-- Task material --
________________

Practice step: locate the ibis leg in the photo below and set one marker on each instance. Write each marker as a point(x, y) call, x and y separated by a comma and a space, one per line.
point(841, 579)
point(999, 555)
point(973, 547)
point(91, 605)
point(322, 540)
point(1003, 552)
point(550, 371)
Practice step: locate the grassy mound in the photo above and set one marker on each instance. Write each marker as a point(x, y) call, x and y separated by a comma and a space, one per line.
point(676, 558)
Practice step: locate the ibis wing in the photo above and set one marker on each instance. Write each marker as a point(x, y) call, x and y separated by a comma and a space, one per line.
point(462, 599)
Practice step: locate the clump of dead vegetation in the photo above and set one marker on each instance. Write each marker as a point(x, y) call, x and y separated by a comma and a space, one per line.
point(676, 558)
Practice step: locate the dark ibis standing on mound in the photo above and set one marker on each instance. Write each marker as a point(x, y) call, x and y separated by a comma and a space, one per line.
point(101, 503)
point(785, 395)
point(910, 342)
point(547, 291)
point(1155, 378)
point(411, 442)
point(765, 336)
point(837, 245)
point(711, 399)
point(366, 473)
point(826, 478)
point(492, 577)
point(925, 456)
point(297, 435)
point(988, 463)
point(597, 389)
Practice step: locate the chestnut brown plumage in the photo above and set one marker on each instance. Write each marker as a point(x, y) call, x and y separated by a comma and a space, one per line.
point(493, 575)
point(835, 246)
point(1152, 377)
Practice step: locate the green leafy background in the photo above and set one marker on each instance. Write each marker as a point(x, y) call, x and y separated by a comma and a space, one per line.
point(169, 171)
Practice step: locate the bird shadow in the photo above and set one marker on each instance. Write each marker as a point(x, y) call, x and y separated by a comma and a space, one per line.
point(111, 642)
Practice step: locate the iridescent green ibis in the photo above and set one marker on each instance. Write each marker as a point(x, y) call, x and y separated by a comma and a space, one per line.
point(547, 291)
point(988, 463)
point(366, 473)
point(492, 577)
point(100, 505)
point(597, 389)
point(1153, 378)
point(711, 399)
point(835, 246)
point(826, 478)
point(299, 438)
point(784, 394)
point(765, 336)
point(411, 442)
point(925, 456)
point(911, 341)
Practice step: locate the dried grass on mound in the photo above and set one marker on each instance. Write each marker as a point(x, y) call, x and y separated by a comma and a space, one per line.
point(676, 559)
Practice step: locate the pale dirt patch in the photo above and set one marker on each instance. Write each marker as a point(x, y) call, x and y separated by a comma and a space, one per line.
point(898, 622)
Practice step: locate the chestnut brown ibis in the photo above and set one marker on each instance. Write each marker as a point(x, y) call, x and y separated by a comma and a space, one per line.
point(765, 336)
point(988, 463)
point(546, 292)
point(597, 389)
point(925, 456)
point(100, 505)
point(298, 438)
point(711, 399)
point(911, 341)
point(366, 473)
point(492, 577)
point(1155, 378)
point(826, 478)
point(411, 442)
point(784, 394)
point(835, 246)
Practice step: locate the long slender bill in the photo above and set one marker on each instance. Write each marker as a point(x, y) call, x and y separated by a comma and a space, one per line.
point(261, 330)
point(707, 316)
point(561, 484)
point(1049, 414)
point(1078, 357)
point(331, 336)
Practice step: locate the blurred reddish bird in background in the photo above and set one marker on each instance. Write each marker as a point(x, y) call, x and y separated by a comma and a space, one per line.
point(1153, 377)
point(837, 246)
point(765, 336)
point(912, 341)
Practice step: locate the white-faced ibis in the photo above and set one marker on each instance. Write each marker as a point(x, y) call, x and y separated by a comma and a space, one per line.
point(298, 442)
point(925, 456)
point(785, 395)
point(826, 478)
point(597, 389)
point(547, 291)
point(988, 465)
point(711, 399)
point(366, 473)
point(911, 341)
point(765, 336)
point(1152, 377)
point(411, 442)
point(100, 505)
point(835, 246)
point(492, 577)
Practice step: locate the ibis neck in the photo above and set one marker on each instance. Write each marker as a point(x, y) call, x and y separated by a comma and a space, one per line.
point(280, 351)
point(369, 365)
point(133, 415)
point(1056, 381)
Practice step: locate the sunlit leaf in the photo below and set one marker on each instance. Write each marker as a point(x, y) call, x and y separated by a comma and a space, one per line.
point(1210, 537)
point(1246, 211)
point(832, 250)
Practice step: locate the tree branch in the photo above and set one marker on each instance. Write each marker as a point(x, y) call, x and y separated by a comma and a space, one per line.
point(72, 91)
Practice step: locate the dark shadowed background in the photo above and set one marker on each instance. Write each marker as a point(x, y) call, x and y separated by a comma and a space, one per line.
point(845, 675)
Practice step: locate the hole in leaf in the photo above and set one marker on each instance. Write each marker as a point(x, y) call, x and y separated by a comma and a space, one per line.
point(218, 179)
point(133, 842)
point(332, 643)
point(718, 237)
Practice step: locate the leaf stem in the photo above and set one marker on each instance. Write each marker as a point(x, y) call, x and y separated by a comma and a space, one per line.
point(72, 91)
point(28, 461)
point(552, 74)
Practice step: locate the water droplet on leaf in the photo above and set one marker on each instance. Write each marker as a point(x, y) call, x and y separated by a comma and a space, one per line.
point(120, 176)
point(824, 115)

________________

-- Requirement --
Lines from the one holding "Practice step: locate the water" to the last line of the records: return these exactly, and only these.

-- Result for this task --
Practice step: locate the water droplet on leaf in the photo above and set one marker on each instance. Write each marker as a point(x, y) call, x and y separated by a comma and a space, one per line.
point(120, 176)
point(824, 115)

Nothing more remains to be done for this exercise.